— Data shown —
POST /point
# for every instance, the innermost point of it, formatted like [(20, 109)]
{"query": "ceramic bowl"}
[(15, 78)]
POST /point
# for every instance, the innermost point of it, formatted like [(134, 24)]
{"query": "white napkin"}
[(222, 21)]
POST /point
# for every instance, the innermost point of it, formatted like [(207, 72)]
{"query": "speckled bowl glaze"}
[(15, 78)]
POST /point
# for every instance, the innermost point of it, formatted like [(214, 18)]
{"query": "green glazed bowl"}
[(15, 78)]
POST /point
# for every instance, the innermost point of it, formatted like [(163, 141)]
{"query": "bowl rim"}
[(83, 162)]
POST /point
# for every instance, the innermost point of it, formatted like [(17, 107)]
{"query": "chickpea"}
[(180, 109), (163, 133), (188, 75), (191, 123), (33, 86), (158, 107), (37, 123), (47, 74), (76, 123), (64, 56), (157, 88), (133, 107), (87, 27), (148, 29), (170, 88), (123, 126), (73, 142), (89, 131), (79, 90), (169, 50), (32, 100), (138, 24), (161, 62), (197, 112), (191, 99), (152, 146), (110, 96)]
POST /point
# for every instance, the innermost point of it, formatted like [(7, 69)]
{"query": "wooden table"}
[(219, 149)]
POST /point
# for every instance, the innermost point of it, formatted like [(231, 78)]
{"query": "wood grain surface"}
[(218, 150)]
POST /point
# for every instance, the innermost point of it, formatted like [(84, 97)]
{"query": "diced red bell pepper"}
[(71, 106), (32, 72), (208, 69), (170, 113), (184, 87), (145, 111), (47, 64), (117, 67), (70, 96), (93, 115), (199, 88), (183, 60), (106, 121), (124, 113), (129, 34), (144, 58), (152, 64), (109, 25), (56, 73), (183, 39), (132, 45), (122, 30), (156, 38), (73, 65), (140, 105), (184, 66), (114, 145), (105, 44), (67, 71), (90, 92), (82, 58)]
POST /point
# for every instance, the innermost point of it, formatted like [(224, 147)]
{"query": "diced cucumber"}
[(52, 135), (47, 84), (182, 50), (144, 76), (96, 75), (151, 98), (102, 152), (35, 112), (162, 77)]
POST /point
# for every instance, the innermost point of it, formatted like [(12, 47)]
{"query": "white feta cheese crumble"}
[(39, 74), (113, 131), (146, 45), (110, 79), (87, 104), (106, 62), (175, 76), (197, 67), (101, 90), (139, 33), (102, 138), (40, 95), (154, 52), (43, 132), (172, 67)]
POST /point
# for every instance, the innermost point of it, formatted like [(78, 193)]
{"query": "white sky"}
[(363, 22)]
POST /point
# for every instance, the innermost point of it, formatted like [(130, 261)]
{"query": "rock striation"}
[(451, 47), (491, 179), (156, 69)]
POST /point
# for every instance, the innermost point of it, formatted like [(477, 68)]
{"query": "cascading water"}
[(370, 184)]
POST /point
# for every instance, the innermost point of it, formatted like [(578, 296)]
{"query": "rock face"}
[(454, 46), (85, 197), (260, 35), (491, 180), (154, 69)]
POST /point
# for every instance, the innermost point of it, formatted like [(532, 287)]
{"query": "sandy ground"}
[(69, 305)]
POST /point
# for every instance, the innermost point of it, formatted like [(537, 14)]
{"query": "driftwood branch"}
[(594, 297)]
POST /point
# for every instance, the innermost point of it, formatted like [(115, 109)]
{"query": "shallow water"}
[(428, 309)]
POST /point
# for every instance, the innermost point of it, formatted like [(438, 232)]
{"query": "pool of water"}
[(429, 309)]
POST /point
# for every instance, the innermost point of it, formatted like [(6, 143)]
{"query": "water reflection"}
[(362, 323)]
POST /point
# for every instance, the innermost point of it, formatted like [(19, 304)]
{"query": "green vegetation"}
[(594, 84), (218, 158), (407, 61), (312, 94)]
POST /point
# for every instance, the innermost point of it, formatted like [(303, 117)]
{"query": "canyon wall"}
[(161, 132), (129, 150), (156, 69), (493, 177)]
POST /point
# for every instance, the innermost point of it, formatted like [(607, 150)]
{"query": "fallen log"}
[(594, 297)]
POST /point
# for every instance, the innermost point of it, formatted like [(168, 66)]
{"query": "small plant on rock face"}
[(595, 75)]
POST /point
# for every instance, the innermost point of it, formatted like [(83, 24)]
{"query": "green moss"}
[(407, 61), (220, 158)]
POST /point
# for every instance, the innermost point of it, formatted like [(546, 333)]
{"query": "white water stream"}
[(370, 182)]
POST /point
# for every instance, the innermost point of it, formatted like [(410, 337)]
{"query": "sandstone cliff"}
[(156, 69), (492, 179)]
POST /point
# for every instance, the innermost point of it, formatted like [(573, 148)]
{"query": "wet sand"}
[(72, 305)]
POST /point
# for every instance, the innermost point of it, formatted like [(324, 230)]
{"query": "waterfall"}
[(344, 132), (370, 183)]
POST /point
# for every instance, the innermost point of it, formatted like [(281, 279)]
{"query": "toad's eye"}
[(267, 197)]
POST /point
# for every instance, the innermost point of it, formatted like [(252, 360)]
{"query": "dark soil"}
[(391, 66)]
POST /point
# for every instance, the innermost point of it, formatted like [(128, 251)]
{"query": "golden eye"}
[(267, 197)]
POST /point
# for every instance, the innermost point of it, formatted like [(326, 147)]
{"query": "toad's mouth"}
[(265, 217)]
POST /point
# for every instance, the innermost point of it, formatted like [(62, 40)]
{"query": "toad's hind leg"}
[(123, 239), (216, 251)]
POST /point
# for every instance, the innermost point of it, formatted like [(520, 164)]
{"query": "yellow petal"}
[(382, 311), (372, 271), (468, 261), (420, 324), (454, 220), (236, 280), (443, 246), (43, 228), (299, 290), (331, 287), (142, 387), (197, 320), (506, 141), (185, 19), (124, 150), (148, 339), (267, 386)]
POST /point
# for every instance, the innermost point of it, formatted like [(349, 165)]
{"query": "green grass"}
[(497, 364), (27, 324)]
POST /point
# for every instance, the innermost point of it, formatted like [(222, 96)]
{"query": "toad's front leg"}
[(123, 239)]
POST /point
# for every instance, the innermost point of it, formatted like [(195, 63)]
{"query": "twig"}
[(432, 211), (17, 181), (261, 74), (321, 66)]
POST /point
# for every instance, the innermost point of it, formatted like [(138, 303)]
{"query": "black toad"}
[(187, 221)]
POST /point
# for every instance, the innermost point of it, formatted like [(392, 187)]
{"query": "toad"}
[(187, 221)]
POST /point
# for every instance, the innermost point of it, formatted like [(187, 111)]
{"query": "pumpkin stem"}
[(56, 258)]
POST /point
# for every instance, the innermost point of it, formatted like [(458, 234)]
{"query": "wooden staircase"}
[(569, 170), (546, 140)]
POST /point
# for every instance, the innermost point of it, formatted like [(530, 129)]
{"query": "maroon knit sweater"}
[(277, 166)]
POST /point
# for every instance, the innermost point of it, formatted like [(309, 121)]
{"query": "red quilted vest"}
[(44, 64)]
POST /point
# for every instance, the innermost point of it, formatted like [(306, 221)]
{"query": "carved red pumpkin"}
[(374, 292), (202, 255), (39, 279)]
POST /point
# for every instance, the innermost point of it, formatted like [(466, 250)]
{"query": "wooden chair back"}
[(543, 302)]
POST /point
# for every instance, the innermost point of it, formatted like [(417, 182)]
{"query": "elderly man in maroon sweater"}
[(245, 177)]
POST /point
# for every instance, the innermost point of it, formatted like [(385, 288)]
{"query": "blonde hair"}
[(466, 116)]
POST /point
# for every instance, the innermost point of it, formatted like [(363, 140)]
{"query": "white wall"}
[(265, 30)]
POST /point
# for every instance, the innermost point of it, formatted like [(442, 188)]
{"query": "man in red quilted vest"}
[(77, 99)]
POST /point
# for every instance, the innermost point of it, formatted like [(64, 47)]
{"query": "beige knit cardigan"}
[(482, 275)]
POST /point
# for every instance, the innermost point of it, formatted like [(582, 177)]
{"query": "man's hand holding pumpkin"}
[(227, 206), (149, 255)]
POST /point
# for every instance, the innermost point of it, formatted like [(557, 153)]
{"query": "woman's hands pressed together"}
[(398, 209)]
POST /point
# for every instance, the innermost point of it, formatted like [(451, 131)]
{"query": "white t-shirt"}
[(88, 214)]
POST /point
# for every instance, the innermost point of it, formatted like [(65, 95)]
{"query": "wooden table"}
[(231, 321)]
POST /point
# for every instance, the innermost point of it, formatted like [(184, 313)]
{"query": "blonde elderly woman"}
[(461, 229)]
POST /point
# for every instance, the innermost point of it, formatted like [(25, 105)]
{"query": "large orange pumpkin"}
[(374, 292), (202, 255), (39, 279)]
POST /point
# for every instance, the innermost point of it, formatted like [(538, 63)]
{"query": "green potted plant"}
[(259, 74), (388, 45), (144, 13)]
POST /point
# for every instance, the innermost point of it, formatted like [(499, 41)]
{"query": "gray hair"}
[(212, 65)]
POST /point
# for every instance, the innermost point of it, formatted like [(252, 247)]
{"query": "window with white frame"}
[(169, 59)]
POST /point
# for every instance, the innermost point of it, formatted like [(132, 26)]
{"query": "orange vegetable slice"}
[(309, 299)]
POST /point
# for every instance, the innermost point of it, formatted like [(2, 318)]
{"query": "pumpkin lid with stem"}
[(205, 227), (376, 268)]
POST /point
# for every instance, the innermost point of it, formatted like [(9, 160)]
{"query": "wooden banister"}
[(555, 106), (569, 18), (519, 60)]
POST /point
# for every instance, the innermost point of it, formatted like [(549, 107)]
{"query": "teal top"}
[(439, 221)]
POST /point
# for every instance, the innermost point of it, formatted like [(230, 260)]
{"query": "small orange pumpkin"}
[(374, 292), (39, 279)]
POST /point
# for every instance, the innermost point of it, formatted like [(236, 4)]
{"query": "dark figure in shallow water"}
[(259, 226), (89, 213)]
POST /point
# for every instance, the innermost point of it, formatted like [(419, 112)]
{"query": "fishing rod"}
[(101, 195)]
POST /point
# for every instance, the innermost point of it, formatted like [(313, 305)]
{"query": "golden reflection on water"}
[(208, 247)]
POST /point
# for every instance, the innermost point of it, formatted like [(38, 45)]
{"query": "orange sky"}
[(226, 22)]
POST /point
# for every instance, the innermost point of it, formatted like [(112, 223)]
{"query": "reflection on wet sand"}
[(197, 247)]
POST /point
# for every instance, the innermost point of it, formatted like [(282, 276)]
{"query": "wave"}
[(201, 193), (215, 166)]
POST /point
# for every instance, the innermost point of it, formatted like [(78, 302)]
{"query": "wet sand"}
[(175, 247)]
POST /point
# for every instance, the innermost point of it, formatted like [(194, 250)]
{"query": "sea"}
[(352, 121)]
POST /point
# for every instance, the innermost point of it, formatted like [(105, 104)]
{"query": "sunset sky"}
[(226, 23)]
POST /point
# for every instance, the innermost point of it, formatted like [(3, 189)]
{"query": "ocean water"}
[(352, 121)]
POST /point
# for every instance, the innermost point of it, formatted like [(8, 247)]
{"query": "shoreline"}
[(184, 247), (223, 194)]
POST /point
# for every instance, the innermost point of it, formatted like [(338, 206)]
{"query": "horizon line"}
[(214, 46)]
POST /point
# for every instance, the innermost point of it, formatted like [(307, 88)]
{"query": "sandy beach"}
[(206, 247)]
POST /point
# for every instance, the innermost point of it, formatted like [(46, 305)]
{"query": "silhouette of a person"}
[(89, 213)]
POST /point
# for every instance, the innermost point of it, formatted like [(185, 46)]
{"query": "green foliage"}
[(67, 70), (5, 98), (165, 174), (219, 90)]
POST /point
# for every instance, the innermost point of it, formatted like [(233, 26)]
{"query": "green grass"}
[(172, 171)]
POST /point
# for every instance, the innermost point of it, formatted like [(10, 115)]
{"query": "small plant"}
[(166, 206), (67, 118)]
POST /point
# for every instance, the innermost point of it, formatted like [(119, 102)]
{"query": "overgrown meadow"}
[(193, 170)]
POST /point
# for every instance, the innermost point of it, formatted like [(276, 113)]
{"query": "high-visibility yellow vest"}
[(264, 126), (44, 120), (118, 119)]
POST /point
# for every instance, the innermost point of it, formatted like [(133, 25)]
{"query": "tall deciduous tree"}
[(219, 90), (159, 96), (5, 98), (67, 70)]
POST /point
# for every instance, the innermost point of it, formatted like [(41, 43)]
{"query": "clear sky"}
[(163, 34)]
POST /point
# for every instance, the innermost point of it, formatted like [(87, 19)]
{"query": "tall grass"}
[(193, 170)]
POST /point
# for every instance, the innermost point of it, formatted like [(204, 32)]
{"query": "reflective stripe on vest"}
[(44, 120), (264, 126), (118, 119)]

— Request —
Find every line above that contains the word "sweater" and copy each of those lines in full.

— Worked answer —
{"query": "maroon knit sweater"}
{"query": "elderly man in maroon sweater"}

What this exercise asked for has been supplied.